#### BRIEF
Work out how many lines of the entries have the word "below" in them. Respond with that number only.

#### DATASET ENTRIES
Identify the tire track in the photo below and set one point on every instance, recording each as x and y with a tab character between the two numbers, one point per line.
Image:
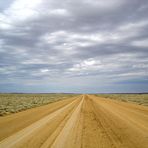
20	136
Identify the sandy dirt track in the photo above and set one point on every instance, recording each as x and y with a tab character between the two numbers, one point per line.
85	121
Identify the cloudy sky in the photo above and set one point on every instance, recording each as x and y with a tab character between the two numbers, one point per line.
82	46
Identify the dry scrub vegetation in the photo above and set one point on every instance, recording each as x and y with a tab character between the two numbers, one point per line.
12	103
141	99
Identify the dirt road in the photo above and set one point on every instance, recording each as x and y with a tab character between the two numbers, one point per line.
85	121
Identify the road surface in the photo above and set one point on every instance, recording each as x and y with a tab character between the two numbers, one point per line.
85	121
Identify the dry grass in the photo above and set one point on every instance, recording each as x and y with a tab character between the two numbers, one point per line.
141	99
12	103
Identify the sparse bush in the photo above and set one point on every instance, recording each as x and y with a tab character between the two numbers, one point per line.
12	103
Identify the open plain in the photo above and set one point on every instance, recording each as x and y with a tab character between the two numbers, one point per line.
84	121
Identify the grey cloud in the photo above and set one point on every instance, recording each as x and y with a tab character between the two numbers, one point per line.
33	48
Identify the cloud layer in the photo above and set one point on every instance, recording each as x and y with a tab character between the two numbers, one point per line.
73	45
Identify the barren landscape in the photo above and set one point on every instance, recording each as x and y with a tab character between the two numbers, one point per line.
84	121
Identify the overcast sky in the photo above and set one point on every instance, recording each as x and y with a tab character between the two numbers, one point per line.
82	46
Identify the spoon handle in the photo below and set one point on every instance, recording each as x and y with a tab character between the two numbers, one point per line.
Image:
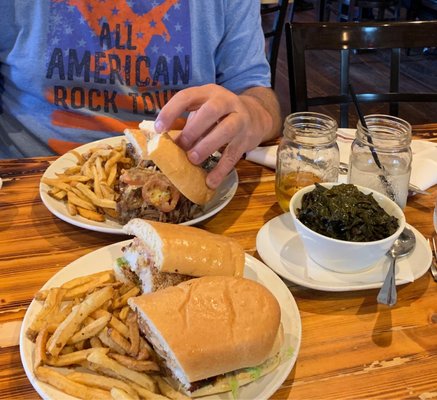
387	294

...

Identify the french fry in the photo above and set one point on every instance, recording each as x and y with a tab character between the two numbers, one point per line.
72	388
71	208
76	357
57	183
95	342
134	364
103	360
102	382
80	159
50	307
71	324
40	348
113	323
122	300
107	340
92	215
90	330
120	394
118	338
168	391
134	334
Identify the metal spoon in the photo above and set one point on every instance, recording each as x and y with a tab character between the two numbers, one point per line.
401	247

---

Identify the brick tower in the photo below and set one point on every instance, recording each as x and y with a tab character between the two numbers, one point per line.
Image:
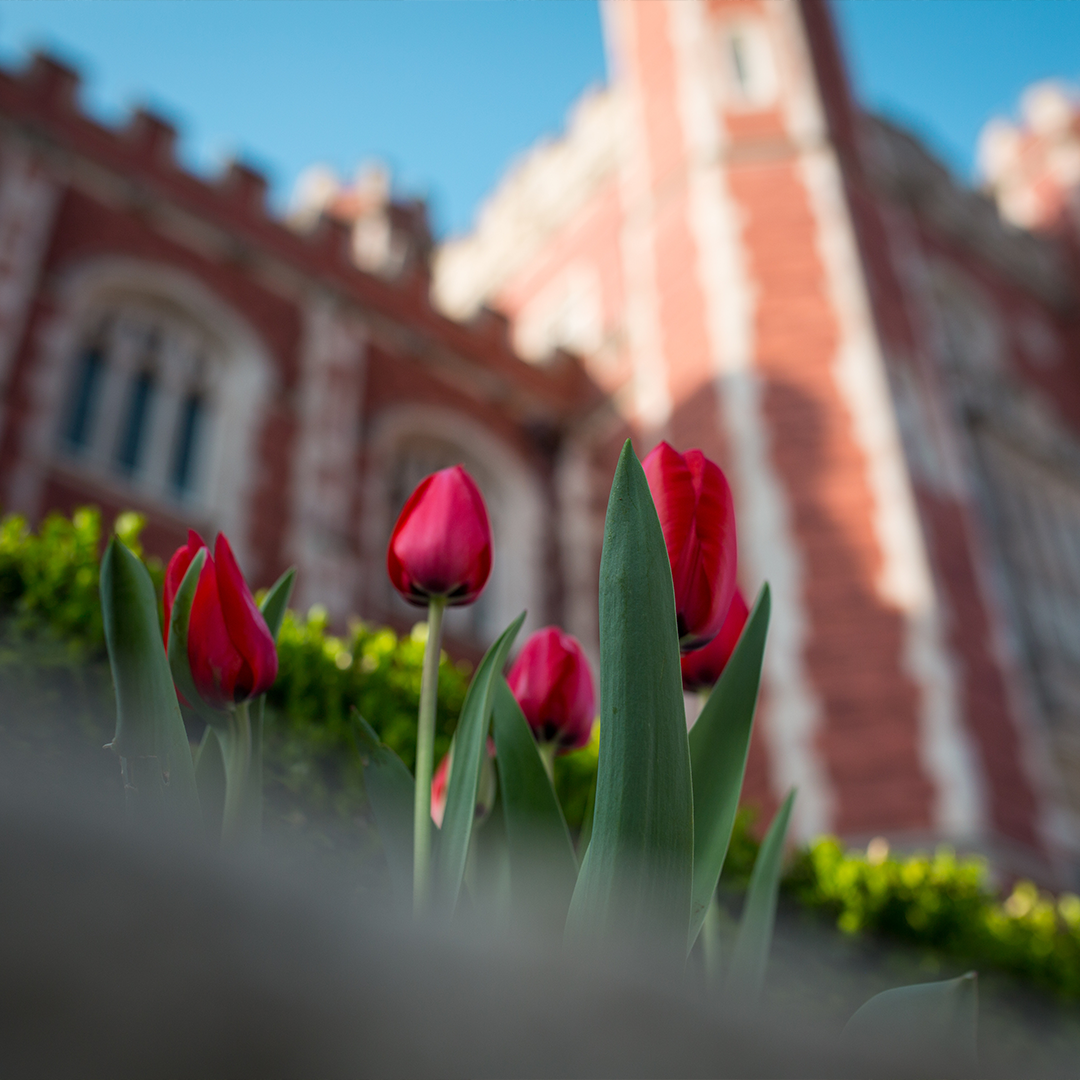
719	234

#### WORKED SOLUTION
3